Document extract:
════════════════

At least the City of Los Angeles mustered up a collective viewpoint that stated …“Earth Day is an opportunity for communities around the world to increase environmental awareness and show appreciation for our Mother Earth.” But this pussy footing around the enormous issues facing the world should not be tolerated.
Surely you remember one year ago, the largest disaster made by man, decimated Northern Japan. On March 11, 2011, a tsunami battered the shore, destroying the Fukushima Daiichi Nuclear Plant, when hydrogen explosions and the subsequent meltdowns of three reactors released radiation across the region.
New revelations continue to come after the disaster. But the real cost and truth will take centuries to unfold.
Think about this: We are relying on the expertise and planning of our own government and nuclear companies. But should we?
• The Fukushima Daiichi Nuclear Plant had an emergency off-site center five kilometers away from the plant. The site had to be evacuated because the building was not designed to withstand elevated radiation. Epic failure in planning and design.

════════════════

To do: Duplicate everything in the passage on Earth Day and the Fukushima disaster from "At least the" down to "across the region.".

════════════════

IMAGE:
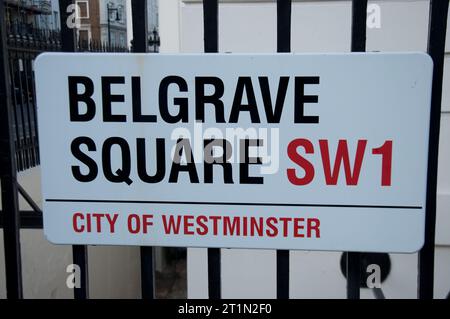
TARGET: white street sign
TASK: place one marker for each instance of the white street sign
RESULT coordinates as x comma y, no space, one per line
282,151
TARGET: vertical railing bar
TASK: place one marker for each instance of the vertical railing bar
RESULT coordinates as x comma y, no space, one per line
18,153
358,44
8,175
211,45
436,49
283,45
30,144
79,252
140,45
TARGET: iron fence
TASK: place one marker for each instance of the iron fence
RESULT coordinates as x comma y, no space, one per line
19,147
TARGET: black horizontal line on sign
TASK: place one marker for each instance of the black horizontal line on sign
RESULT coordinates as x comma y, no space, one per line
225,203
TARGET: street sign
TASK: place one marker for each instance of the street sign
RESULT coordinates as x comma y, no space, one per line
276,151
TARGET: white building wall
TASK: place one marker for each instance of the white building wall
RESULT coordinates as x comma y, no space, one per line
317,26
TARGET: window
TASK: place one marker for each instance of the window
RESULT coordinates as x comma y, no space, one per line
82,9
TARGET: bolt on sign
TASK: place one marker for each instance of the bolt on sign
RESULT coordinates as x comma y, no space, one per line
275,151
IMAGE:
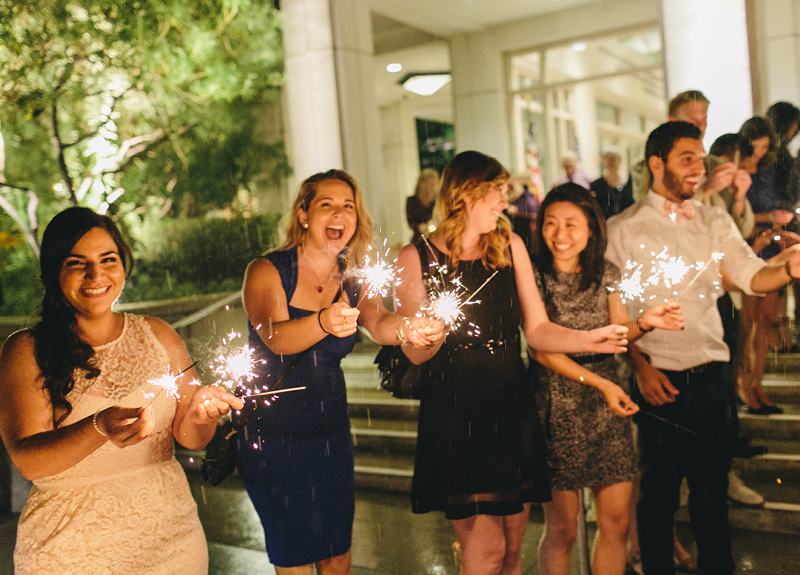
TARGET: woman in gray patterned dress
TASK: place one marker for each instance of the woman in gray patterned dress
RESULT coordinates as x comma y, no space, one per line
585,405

════════════════

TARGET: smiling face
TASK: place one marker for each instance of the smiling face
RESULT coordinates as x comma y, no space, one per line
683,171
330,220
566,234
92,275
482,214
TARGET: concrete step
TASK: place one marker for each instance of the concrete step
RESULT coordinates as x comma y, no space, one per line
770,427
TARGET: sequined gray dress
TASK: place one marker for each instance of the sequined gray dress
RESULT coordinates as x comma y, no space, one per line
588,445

════════════════

Written reply:
At least the City of Los Angeles mustered up a collective viewpoint that stated …“Earth Day is an opportunity for communities around the world to increase environmental awareness and show appreciation for our Mother Earth.” But this pussy footing around the enormous issues facing the world should not be tolerated.
Surely you remember one year ago, the largest disaster made by man, decimated Northern Japan. On March 11, 2011, a tsunami battered the shore, destroying the Fukushima Daiichi Nuclear Plant, when hydrogen explosions and the subsequent meltdowns of three reactors released radiation across the region.